### RECORDS SHOWN

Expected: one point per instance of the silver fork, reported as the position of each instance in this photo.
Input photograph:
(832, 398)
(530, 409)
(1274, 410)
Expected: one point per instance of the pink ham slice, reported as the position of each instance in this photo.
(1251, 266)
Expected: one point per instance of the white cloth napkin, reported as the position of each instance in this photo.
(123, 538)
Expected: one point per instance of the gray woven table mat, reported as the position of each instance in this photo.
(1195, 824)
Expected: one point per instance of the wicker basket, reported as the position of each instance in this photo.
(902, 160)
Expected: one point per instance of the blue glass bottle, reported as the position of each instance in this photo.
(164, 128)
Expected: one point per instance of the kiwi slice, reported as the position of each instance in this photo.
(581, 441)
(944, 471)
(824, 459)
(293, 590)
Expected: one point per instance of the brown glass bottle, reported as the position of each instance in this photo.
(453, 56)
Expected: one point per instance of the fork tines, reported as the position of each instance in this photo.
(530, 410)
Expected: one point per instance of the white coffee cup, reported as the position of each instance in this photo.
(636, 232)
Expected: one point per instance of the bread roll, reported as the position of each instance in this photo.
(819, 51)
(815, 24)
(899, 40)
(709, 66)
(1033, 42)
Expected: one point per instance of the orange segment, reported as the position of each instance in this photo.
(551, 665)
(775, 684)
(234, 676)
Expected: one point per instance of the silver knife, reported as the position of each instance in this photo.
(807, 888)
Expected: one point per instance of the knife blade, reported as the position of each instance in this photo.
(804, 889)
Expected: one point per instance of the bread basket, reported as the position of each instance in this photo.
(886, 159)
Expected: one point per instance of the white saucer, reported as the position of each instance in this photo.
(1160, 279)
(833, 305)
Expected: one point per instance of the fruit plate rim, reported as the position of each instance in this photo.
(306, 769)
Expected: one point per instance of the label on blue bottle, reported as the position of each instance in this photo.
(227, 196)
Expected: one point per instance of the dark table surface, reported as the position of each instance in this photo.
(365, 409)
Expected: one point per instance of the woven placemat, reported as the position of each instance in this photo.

### INSTRUCTIONS FOR THE TASK
Give each entry again, spelled exactly as shown.

### EXPECTED ANSWER
Expected: one point per instance of the silver fork, reported as the position of each instance in this photo.
Input photograph:
(832, 398)
(530, 409)
(1274, 410)
Expected: one point per instance of the pink ham slice, reported as the position of each instance in this photo.
(1251, 266)
Expected: one point per instance of the white cloth napkin, reported as the position of each instance in this photo.
(123, 538)
Expected: one point per instance of the gray woven table mat, reported as the position of each instance in this photo.
(1195, 824)
Expected: one point per instance of the wicker basket, reported as the position of each instance in this photo.
(902, 160)
Expected: one point per instance of the blue glass bottle, reported as the position of each instance in this photo.
(164, 128)
Expected: one point per instance of the kiwi slice, reported as the position of each instance in this photo.
(581, 441)
(944, 471)
(824, 459)
(293, 590)
Expected: one point per instance of the brown glass bottle, reported as the position of each instance in this photo.
(453, 56)
Expected: one point per instance of the fork tines, reported as the position of each instance in this photo.
(530, 410)
Expected: one point per instance of the white coffee cup, reported as the position of each instance in this photo.
(636, 232)
Expected: one point per instance of the bread roll, reported as the position of each instance in this photo.
(819, 51)
(815, 24)
(899, 40)
(709, 66)
(1033, 42)
Expected: one point per instance of the orange segment, reported as the position of each instance in this photo.
(551, 665)
(775, 684)
(234, 676)
Expected: one point per instance of the silver knife, reported as the position of each instance in this photo.
(807, 888)
Expected: one point per instance of the knife blade, reported as the position of each instance in this photo.
(804, 889)
Expected: one point per instance of the bread basket, reported as the position of each instance in this photo.
(886, 159)
Expected: one point per instance of the white saucer, reported as the position of each instance in this photo.
(1160, 279)
(833, 305)
Expected: one point per instance of the fruit plate rim, reported as the position of each instance in this photo.
(306, 769)
Expected: one point per instance of the label on blue bottle, reported as the position of each instance in this photo.
(227, 196)
Expected: one point per instance of the dark table surface, reported as the position of each instance in this photo.
(365, 409)
Expected: one point per instance of the woven placemat, reported as the position of each instance in this photo.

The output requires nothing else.